------ Input material

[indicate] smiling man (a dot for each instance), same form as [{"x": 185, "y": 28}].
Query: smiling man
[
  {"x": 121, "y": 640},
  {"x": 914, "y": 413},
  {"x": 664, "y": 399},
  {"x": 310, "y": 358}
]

------------
------ Input material

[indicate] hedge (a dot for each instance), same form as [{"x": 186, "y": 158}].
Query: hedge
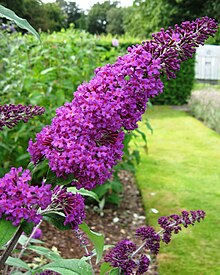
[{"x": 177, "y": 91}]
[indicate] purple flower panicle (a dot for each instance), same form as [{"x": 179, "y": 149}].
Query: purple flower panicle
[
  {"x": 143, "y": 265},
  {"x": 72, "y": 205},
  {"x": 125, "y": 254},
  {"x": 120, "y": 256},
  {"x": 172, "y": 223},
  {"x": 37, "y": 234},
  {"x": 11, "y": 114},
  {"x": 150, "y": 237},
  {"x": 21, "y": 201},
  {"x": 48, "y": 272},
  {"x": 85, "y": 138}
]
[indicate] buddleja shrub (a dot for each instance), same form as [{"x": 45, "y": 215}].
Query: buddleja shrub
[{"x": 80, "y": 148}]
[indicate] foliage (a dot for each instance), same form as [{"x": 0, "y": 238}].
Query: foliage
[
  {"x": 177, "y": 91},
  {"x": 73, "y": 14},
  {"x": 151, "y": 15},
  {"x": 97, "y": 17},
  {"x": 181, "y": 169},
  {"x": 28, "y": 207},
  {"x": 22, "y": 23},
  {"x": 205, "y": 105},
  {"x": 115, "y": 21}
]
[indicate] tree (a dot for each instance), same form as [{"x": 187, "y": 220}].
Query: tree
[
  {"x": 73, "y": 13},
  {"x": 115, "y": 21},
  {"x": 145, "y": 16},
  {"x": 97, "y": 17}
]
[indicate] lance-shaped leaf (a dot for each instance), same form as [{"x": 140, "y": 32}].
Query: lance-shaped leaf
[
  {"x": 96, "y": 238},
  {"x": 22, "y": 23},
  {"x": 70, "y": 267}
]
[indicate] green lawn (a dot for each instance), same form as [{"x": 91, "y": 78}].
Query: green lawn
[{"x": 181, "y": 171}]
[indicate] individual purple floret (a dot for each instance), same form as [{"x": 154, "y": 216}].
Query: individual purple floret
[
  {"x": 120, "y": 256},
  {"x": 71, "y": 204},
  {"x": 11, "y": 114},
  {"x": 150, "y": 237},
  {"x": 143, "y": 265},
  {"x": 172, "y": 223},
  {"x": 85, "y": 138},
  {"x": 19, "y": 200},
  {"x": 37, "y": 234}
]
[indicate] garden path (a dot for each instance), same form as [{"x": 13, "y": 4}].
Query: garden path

------------
------ Input material

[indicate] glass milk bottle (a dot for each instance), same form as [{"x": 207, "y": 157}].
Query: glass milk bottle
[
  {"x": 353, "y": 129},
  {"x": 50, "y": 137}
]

------------

Short exercise:
Starting at the line containing "[indicate] individual purple" and ending after the line containing "Query: garden path", rewrite those lines with "floret" swapped for "blossom" and nothing else altered.

Full output:
[indicate] individual purple blossom (a dot for each instance), same form as [{"x": 154, "y": 216}].
Query: individual purple blossom
[
  {"x": 120, "y": 256},
  {"x": 71, "y": 204},
  {"x": 11, "y": 114},
  {"x": 150, "y": 237},
  {"x": 143, "y": 265},
  {"x": 172, "y": 223},
  {"x": 85, "y": 138},
  {"x": 19, "y": 200},
  {"x": 37, "y": 234}
]
[indicate] garden path (a dot for each instance), same form as [{"x": 13, "y": 4}].
Query: garden path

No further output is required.